──────── SUPPLIED TEXT

What is the most interesting thing that sugar does?
I've noticed the textural and sensory aspects of the sugar in your mouth and throat really helps as an antidote to the horrible salt water in there all the rest of the time. Some foods are better at doing that, for example tinned peaches are a relief in all that gooey syrup, and Jelly Babies are the best; you chew them up to make a sugary gel which coats your mouth for 5-10 minutes. When you're swimming you keep slimy strings of melted Jelly Baby in there for as long as possible to protect your tongue and gullet from getting pickled. I've realised I swim with my mouth open most of the time, so I still ended up with a tongue that looked like a cauliflower.
Swimming provisions
How does sugar relate to power?
The power you get from sugar is based on your body's biochemistry - if you're taking on 300 calories an hour, you have 2000 calories of glycogen in your liver, and you burn 14,000 calories in a channel swim. If you do the maths you will run out of energy - that's when you "hit the wall", after 3 to 4 hours you feel terrible and can't carry on. You recognise that if you do it regularly. It manifests itself in weakness but also in anger, and despair. American runners call it "bonking". Your body has run out of quick access carbs, so at that point your metabolism switches to burning fat, which is a greater store of energy; the average person will have about 150,000 calories of energy in stored fat, which is plan B after carbs.

────────────────
──────── RECORD EXTRACTS

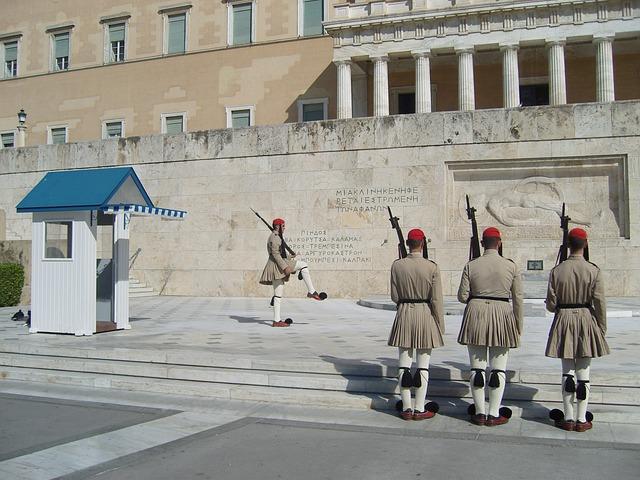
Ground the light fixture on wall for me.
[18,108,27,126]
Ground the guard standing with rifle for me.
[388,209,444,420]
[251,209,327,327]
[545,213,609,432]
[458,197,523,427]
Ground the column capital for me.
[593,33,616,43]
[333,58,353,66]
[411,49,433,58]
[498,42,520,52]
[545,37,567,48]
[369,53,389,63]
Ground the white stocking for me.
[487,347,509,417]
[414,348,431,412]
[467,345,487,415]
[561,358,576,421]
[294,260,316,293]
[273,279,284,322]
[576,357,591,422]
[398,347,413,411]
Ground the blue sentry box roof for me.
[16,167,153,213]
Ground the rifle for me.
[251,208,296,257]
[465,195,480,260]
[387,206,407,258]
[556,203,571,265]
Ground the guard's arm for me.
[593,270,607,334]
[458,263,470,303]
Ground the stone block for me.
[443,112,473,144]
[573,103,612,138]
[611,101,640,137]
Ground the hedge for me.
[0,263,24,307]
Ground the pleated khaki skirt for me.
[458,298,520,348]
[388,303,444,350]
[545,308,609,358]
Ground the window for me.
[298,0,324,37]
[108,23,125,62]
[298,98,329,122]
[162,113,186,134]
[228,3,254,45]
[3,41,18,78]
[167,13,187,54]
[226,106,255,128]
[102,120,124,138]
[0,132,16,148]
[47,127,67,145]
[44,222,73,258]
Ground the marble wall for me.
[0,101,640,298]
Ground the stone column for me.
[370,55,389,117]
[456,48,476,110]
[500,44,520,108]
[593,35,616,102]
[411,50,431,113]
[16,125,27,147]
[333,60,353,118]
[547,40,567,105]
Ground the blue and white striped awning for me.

────────────────

:: WORK ORDER 1 ::
List every calorie figure that the text about sugar and swimming gives.
:: WORK ORDER 2 ::
Copy the text about sugar and swimming from "What is the" up to and including "like a cauliflower.", substituting "sponge" for "cauliflower".
These records come from a separate source, not from the text about sugar and swimming.

:: YOUR RESPONSE 1 ::
300 calories an hour, 2000 calories of glycogen, 14,000 calories, 150,000 calories

:: YOUR RESPONSE 2 ::
What is the most interesting thing that sugar does?
I've noticed the textural and sensory aspects of the sugar in your mouth and throat really helps as an antidote to the horrible salt water in there all the rest of the time. Some foods are better at doing that, for example tinned peaches are a relief in all that gooey syrup, and Jelly Babies are the best; you chew them up to make a sugary gel which coats your mouth for 5-10 minutes. When you're swimming you keep slimy strings of melted Jelly Baby in there for as long as possible to protect your tongue and gullet from getting pickled. I've realised I swim with my mouth open most of the time, so I still ended up with a tongue that looked like a sponge.